**Prompt A:** In the essay on women as paragons or pariahs, what was the wife reading when the subject came up?

Women – Paragons or Pariahs?
/A Twilight Musing
One way of describing the Fall is to say that Eve and Adam “bit off more than they could chew.” They plunged into territory that they were utterly unable to cope with, and the end of their escapade had terrible consequences for all their descendants. On a much smaller scale, one which I trust will cost my children nothing, I may nevertheless be “biting off more than I can chew” in trying to explain why, in the Bible and in Western culture, the depictions of the extremes of both virtue and perversity tend to cast them in feminine form.
The subject came up with my wife and me one morning as she was reading the description of the Great Whore of Babylon in Rev. 18. “Why does this symbol of consummate corruption have to be a woman?” she asked. That got us both to thinking of other feminine figures in Scripture which were seen in terms like those applied to the girl with the curl in the nursery rhyme: “When she was good, she was very, very good, but when she was bad, she was horrid!” In just the book of Proverbs, we have the figure of the Seductive Adultress (Prov. 7), followed by Wisdom pictured as a woman (Prov. 8:1-9:12), followed in her turn by the woman Folly (Prov. 9:13-18). In the succeeding chapters of Proverbs (as well as in Ecclesiastes), women are repeatedly seen in a negative light, so much that one is tempted to label Solomon a misogynist. But in the last chapter of the book we have described the Excellent Wife, who is distinguished by her selfless service to her family, praised by her husband and her children. And to balance out Solomon’s sour view of woman as sexually threatening, we have the idealized sensuality of the Song of Solomon.

**Prompt B:** Rewrite only the records from the line holding "Q: Point to the snow-covered" through the end of the records, inclusive, replacing "snow-covered tree" with "frosted tree" and keeping everything else the same.

**Extracted data:**
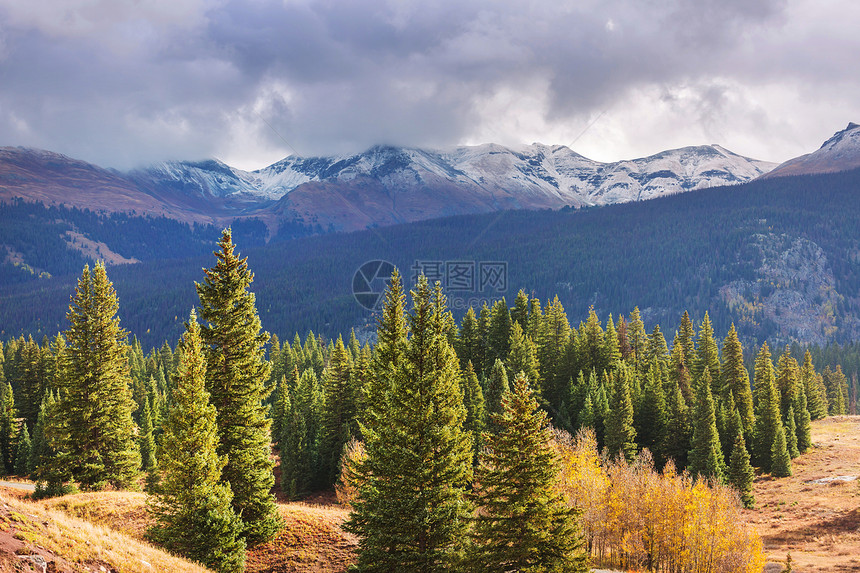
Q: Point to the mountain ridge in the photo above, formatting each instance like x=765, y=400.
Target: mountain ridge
x=380, y=186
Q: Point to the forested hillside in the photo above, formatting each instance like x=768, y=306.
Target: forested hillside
x=780, y=258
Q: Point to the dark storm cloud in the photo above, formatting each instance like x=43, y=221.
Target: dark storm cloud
x=119, y=84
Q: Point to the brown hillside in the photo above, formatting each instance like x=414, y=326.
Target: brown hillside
x=811, y=515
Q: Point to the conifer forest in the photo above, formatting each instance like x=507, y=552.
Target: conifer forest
x=508, y=440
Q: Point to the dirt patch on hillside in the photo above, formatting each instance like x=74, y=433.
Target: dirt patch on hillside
x=811, y=515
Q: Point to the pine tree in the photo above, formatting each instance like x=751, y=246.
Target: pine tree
x=707, y=357
x=686, y=333
x=620, y=433
x=473, y=400
x=780, y=457
x=611, y=350
x=651, y=415
x=520, y=312
x=236, y=381
x=300, y=438
x=679, y=432
x=706, y=456
x=523, y=357
x=7, y=428
x=411, y=511
x=499, y=334
x=791, y=433
x=679, y=372
x=469, y=348
x=524, y=523
x=741, y=474
x=736, y=378
x=657, y=347
x=338, y=412
x=553, y=337
x=637, y=335
x=816, y=401
x=22, y=453
x=803, y=424
x=497, y=385
x=787, y=382
x=40, y=450
x=193, y=513
x=147, y=439
x=391, y=340
x=767, y=418
x=97, y=444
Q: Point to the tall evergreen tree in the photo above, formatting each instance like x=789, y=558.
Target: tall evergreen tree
x=524, y=523
x=236, y=379
x=497, y=385
x=554, y=334
x=679, y=432
x=338, y=412
x=816, y=400
x=803, y=424
x=657, y=347
x=469, y=347
x=97, y=441
x=7, y=428
x=685, y=336
x=651, y=417
x=499, y=333
x=523, y=357
x=22, y=453
x=706, y=456
x=637, y=335
x=147, y=438
x=736, y=379
x=787, y=382
x=791, y=433
x=520, y=312
x=707, y=357
x=411, y=511
x=780, y=456
x=300, y=438
x=473, y=400
x=620, y=433
x=391, y=340
x=193, y=513
x=767, y=418
x=741, y=474
x=679, y=371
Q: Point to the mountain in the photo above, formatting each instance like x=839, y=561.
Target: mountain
x=779, y=258
x=381, y=186
x=839, y=153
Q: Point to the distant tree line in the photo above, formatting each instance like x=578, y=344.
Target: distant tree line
x=438, y=407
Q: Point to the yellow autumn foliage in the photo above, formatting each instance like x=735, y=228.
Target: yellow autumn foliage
x=637, y=518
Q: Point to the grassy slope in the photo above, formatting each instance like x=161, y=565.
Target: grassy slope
x=312, y=540
x=817, y=523
x=74, y=544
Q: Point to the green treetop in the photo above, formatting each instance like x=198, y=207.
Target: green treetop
x=236, y=379
x=524, y=524
x=193, y=513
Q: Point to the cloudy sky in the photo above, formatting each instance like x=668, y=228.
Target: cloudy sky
x=126, y=82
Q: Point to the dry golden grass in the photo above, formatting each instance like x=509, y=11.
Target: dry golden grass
x=819, y=524
x=312, y=540
x=122, y=511
x=80, y=545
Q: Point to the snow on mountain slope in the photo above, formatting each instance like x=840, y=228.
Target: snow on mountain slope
x=534, y=175
x=839, y=153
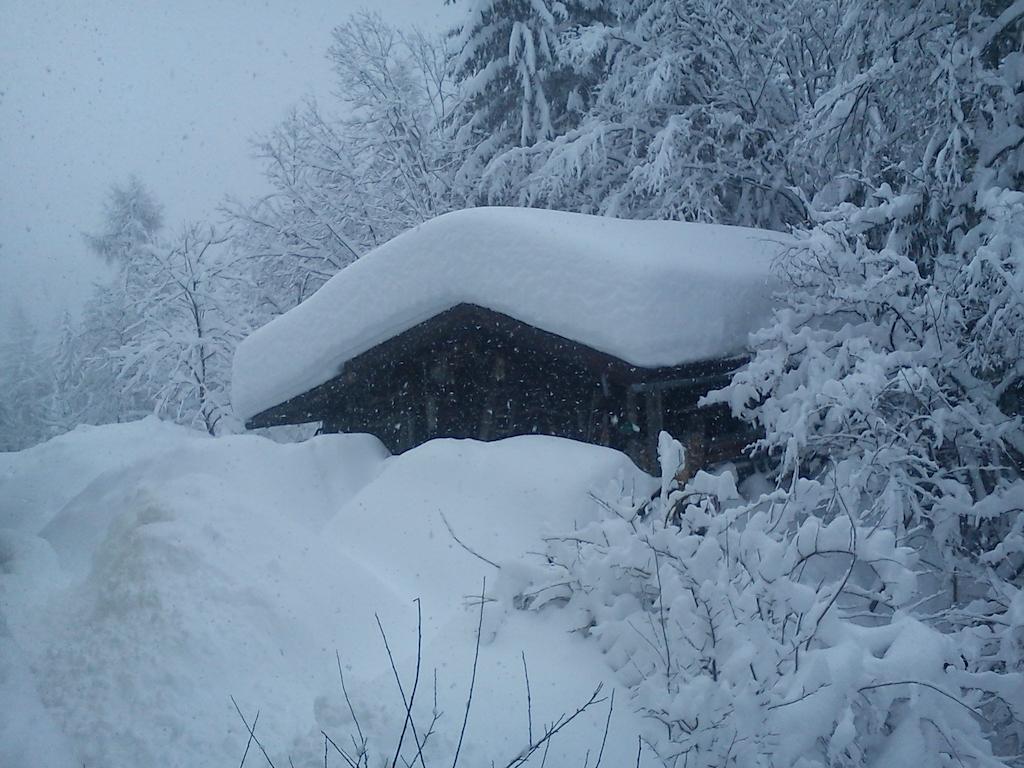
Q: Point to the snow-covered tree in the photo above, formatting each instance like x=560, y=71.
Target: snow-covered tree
x=180, y=351
x=25, y=384
x=515, y=88
x=343, y=184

**Exercise response A:** She was reading the description of the Great Whore of Babylon in Rev. 18.

**Exercise response B:**
Q: Point to the frosted tree in the photo above, formatting each instance like x=560, y=71.
Target: frosted tree
x=180, y=351
x=25, y=384
x=515, y=88
x=343, y=184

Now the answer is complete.